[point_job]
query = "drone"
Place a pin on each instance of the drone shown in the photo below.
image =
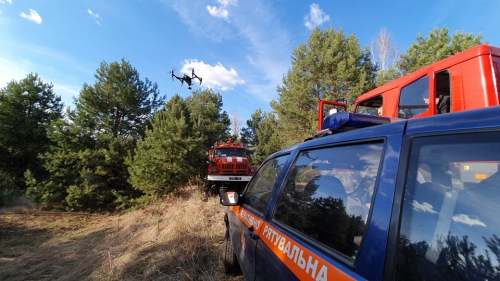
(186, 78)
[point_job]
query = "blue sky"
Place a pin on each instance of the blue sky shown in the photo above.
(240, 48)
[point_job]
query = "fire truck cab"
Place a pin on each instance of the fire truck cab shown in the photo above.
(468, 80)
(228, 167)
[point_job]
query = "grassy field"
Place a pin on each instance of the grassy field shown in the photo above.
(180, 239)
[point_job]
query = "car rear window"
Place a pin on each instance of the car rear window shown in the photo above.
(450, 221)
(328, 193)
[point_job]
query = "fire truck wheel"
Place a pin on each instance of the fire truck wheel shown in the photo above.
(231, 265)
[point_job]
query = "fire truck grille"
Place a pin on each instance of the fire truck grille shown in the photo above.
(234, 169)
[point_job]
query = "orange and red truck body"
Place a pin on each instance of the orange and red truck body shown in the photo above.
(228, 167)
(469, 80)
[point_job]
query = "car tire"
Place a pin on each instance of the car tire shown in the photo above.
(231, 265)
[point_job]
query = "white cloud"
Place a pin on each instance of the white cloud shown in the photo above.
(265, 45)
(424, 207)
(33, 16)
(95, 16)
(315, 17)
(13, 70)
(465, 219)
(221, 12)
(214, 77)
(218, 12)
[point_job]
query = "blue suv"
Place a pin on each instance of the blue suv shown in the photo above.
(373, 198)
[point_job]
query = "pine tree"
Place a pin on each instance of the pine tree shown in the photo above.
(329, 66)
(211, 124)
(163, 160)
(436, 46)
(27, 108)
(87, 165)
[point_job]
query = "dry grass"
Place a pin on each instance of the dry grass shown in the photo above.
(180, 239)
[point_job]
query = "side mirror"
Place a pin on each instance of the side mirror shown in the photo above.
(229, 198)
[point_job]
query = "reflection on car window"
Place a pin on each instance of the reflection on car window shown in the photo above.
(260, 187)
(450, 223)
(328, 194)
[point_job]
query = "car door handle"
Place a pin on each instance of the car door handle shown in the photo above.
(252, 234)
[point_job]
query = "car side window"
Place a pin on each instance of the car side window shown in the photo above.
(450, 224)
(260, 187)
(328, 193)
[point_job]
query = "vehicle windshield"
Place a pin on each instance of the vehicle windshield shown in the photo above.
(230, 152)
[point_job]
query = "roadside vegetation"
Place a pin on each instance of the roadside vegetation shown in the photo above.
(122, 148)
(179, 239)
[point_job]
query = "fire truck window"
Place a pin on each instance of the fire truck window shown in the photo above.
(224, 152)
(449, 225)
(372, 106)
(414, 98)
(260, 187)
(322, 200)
◇ ◇ ◇ ◇ ◇
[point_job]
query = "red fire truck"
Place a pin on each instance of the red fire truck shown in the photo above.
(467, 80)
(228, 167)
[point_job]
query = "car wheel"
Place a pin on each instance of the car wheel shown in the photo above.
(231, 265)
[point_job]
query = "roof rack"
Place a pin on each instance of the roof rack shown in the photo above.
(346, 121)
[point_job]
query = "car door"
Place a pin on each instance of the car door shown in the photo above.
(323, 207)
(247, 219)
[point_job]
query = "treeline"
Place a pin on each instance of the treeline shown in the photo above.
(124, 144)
◇ ◇ ◇ ◇ ◇
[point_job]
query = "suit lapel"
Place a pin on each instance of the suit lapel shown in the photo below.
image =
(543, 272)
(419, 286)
◇ ◇ ◇ ◇ ◇
- Exercise objective -
Copy out every line in the rows above that contains the word "blue".

- Output of the exercise -
query = "blue sky"
Place a pin on each instance of the blue sky shown in the photo above.
query = "blue suv"
Place a pin on each instance of the blue suv shown in the photo above.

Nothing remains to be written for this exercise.